*** Opening of RECORDS FOR THIS TASK ***
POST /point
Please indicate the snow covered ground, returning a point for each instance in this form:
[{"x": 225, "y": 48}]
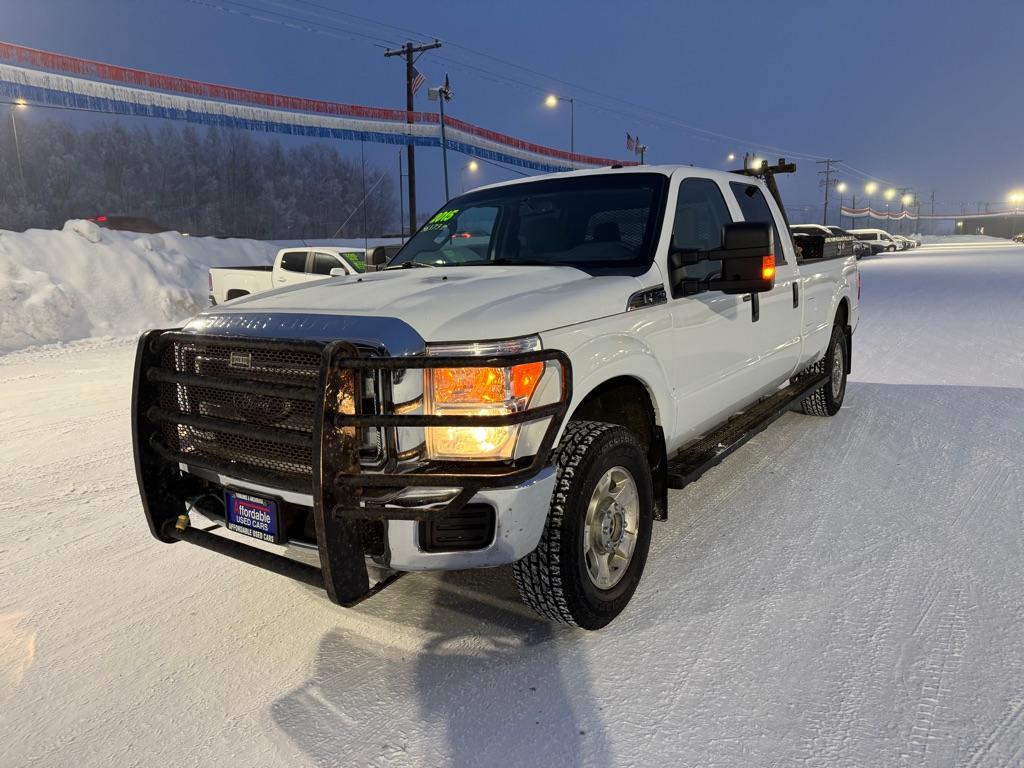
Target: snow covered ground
[
  {"x": 85, "y": 281},
  {"x": 842, "y": 592}
]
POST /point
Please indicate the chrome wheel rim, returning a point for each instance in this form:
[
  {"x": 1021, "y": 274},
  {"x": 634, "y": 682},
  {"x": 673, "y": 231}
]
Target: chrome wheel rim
[
  {"x": 610, "y": 527},
  {"x": 837, "y": 372}
]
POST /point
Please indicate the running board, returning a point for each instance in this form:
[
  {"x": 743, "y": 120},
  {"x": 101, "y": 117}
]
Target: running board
[{"x": 693, "y": 460}]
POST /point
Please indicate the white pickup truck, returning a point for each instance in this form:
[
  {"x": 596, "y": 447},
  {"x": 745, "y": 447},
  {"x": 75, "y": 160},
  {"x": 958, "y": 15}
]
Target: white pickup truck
[
  {"x": 527, "y": 394},
  {"x": 291, "y": 266}
]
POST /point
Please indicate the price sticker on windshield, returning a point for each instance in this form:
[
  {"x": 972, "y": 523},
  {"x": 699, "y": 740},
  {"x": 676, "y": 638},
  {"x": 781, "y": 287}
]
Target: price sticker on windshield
[{"x": 440, "y": 219}]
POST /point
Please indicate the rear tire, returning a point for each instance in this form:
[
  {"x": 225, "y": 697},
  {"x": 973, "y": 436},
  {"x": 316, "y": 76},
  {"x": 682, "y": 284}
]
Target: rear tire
[
  {"x": 827, "y": 399},
  {"x": 602, "y": 511}
]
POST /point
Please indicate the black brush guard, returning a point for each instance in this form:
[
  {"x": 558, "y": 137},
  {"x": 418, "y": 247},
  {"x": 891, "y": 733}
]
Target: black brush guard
[{"x": 343, "y": 494}]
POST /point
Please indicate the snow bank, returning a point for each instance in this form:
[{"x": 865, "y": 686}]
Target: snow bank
[
  {"x": 85, "y": 281},
  {"x": 951, "y": 240}
]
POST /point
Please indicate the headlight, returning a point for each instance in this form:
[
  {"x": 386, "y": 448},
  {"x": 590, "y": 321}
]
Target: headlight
[{"x": 479, "y": 391}]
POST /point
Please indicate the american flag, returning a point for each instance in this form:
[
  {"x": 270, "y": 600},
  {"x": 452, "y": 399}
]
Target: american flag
[{"x": 418, "y": 80}]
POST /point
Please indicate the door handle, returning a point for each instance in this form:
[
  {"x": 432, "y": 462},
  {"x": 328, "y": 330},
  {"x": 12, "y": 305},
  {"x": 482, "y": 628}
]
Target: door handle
[{"x": 755, "y": 306}]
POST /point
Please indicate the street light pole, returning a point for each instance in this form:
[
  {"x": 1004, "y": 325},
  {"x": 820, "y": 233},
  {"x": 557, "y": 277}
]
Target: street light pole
[
  {"x": 551, "y": 101},
  {"x": 441, "y": 94}
]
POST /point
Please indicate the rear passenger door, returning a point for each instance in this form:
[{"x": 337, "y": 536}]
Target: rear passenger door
[{"x": 775, "y": 315}]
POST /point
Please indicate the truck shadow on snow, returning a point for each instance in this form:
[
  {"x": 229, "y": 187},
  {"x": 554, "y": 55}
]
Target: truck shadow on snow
[{"x": 422, "y": 677}]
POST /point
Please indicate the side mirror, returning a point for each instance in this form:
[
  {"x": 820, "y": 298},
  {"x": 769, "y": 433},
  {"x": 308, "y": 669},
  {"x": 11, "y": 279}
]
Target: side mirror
[
  {"x": 377, "y": 257},
  {"x": 748, "y": 262}
]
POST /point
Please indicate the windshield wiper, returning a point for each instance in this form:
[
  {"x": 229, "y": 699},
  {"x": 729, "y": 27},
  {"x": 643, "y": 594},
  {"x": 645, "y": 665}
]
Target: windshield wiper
[
  {"x": 411, "y": 264},
  {"x": 508, "y": 262}
]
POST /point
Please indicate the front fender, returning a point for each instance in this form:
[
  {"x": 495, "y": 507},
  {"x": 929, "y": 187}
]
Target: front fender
[{"x": 610, "y": 355}]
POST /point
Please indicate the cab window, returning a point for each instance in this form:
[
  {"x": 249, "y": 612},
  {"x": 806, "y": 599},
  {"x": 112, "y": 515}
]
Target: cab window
[
  {"x": 755, "y": 207},
  {"x": 294, "y": 261},
  {"x": 700, "y": 212},
  {"x": 325, "y": 262}
]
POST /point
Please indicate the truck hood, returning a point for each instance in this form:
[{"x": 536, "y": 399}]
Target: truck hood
[{"x": 454, "y": 303}]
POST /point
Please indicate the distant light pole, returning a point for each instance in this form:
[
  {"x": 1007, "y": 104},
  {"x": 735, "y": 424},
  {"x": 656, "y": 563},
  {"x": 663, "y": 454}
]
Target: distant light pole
[
  {"x": 440, "y": 94},
  {"x": 1016, "y": 198},
  {"x": 869, "y": 189},
  {"x": 552, "y": 101},
  {"x": 471, "y": 167},
  {"x": 889, "y": 195},
  {"x": 19, "y": 103},
  {"x": 903, "y": 203},
  {"x": 841, "y": 188}
]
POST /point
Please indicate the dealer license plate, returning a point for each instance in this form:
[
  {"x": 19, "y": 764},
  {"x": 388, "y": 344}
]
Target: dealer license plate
[{"x": 252, "y": 515}]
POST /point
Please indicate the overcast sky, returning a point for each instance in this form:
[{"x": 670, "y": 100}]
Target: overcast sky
[{"x": 922, "y": 94}]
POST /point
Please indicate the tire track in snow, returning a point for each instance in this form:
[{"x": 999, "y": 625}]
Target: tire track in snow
[
  {"x": 834, "y": 725},
  {"x": 941, "y": 669},
  {"x": 981, "y": 753}
]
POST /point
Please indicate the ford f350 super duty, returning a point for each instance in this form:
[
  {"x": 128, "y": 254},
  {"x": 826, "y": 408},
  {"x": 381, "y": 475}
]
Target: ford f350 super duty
[{"x": 522, "y": 384}]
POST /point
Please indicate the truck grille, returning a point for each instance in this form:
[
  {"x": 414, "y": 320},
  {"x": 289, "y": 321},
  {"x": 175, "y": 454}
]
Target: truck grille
[{"x": 246, "y": 406}]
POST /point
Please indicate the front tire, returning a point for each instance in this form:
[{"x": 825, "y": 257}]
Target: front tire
[
  {"x": 827, "y": 399},
  {"x": 595, "y": 542}
]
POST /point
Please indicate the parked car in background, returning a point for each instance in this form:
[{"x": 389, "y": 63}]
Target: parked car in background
[
  {"x": 860, "y": 249},
  {"x": 291, "y": 266},
  {"x": 880, "y": 240},
  {"x": 816, "y": 242},
  {"x": 128, "y": 223}
]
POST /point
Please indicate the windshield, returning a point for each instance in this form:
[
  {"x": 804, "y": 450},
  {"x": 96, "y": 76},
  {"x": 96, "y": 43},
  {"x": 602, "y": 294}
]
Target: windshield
[{"x": 601, "y": 224}]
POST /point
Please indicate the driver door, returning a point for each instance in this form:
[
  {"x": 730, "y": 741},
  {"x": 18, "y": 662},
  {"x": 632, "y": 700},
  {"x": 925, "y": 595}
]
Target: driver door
[{"x": 710, "y": 342}]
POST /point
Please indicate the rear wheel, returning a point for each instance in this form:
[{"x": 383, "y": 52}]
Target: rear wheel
[
  {"x": 827, "y": 399},
  {"x": 595, "y": 542}
]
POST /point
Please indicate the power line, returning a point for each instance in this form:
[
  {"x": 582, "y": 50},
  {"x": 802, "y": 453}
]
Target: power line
[
  {"x": 407, "y": 51},
  {"x": 652, "y": 116}
]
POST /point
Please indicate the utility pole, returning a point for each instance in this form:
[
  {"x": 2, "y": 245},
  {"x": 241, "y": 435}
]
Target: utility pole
[
  {"x": 401, "y": 202},
  {"x": 902, "y": 207},
  {"x": 409, "y": 50},
  {"x": 826, "y": 183}
]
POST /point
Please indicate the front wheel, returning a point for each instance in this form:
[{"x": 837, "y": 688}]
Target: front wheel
[
  {"x": 595, "y": 542},
  {"x": 827, "y": 399}
]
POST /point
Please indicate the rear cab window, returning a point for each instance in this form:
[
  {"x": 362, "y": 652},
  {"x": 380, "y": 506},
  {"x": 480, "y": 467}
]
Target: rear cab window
[
  {"x": 325, "y": 262},
  {"x": 294, "y": 261}
]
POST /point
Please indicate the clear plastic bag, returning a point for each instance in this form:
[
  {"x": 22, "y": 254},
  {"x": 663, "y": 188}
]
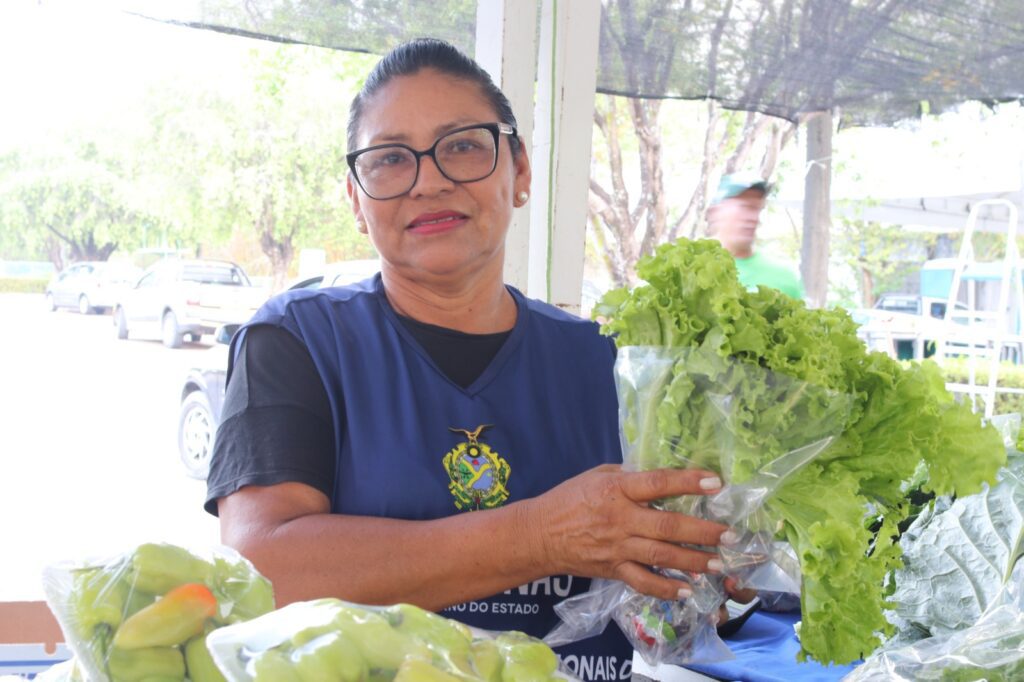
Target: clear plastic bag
[
  {"x": 690, "y": 408},
  {"x": 353, "y": 642},
  {"x": 991, "y": 649},
  {"x": 146, "y": 612}
]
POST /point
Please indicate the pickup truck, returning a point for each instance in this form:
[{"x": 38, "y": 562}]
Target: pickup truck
[{"x": 176, "y": 298}]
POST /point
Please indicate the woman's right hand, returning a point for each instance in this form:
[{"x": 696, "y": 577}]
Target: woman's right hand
[{"x": 599, "y": 524}]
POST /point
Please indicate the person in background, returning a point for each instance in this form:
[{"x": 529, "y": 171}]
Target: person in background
[{"x": 733, "y": 219}]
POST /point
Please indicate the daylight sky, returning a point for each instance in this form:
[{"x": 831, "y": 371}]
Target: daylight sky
[{"x": 60, "y": 58}]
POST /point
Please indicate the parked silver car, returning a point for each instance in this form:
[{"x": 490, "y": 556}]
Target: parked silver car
[
  {"x": 177, "y": 298},
  {"x": 89, "y": 286},
  {"x": 203, "y": 393}
]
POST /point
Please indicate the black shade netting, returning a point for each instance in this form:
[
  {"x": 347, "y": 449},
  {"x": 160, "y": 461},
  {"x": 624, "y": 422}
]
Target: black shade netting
[{"x": 876, "y": 60}]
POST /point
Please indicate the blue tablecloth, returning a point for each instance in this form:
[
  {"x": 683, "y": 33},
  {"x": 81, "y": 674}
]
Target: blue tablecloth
[{"x": 766, "y": 651}]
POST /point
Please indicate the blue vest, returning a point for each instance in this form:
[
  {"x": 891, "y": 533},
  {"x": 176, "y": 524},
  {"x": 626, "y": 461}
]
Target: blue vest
[{"x": 412, "y": 444}]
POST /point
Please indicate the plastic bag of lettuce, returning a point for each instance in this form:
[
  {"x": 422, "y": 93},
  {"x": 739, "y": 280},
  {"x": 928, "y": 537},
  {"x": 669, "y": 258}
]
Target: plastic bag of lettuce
[
  {"x": 330, "y": 639},
  {"x": 841, "y": 510},
  {"x": 958, "y": 603}
]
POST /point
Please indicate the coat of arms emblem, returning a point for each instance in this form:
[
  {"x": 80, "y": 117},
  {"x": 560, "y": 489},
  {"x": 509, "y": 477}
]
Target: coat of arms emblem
[{"x": 478, "y": 474}]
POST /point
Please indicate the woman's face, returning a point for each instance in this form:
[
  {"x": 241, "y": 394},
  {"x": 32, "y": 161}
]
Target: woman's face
[{"x": 440, "y": 228}]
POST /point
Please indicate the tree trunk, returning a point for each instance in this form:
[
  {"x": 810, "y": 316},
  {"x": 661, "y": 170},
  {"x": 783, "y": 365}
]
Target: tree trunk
[
  {"x": 279, "y": 250},
  {"x": 814, "y": 250},
  {"x": 866, "y": 288}
]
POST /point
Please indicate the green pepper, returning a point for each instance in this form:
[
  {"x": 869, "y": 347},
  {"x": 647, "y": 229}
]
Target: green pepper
[
  {"x": 449, "y": 639},
  {"x": 381, "y": 645},
  {"x": 97, "y": 597},
  {"x": 158, "y": 568},
  {"x": 525, "y": 658},
  {"x": 418, "y": 670},
  {"x": 487, "y": 661},
  {"x": 138, "y": 665},
  {"x": 243, "y": 593},
  {"x": 331, "y": 656},
  {"x": 175, "y": 619},
  {"x": 199, "y": 662},
  {"x": 273, "y": 666}
]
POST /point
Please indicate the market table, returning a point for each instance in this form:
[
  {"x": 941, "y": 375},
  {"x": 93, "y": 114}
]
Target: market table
[{"x": 766, "y": 651}]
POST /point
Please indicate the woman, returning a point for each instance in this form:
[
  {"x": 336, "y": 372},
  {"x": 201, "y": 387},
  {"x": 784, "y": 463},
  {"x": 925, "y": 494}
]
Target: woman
[{"x": 430, "y": 435}]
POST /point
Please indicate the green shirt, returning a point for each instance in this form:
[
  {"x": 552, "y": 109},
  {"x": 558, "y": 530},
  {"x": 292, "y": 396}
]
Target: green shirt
[{"x": 760, "y": 269}]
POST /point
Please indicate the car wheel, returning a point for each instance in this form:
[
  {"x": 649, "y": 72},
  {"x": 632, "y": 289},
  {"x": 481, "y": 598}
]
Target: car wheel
[
  {"x": 121, "y": 323},
  {"x": 196, "y": 434},
  {"x": 170, "y": 335}
]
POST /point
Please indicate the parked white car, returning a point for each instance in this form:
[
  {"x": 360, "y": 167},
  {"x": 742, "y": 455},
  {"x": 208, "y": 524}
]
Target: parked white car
[
  {"x": 203, "y": 392},
  {"x": 176, "y": 298},
  {"x": 89, "y": 286}
]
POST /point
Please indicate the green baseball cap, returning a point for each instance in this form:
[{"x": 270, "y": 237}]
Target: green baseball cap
[{"x": 736, "y": 183}]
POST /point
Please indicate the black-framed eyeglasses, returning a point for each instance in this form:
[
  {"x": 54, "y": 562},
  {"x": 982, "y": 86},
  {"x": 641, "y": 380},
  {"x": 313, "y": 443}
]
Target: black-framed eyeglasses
[{"x": 463, "y": 155}]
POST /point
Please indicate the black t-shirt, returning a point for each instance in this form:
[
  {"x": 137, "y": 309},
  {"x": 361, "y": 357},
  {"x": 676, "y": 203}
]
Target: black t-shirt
[{"x": 276, "y": 426}]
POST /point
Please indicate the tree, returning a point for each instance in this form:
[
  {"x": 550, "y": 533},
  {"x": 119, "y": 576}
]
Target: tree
[
  {"x": 285, "y": 157},
  {"x": 75, "y": 208},
  {"x": 627, "y": 225},
  {"x": 882, "y": 256},
  {"x": 626, "y": 228}
]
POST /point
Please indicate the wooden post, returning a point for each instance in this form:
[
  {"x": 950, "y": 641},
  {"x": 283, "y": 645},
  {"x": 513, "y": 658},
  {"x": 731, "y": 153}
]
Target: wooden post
[
  {"x": 563, "y": 128},
  {"x": 506, "y": 47},
  {"x": 817, "y": 209}
]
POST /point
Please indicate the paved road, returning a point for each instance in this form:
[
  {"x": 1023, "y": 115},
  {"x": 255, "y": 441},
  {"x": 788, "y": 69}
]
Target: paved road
[{"x": 88, "y": 455}]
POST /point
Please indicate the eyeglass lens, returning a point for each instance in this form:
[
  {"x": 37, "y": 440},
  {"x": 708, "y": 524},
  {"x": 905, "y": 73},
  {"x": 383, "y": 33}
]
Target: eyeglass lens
[{"x": 464, "y": 156}]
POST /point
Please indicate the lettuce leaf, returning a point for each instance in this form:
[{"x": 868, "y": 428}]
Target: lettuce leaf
[
  {"x": 897, "y": 422},
  {"x": 960, "y": 555}
]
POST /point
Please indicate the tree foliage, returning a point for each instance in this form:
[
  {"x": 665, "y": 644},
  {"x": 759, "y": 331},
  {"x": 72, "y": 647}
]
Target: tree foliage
[{"x": 632, "y": 210}]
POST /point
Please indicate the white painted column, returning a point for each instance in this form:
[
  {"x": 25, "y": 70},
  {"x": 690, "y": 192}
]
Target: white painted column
[
  {"x": 506, "y": 47},
  {"x": 563, "y": 126}
]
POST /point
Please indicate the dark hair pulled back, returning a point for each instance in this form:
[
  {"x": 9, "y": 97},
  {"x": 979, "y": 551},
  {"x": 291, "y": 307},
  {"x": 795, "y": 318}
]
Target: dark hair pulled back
[{"x": 411, "y": 57}]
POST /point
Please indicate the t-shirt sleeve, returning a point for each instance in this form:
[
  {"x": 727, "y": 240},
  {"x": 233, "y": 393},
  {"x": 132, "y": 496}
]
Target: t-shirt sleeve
*** Close of RECORDS FOR THIS TASK ***
ABOUT THIS TASK: Copy each line of the records that contains the word "sleeve".

REPLY:
Please indicate the t-shirt sleeve, returning a point for each instance in this form:
Target: t-shirt sleeve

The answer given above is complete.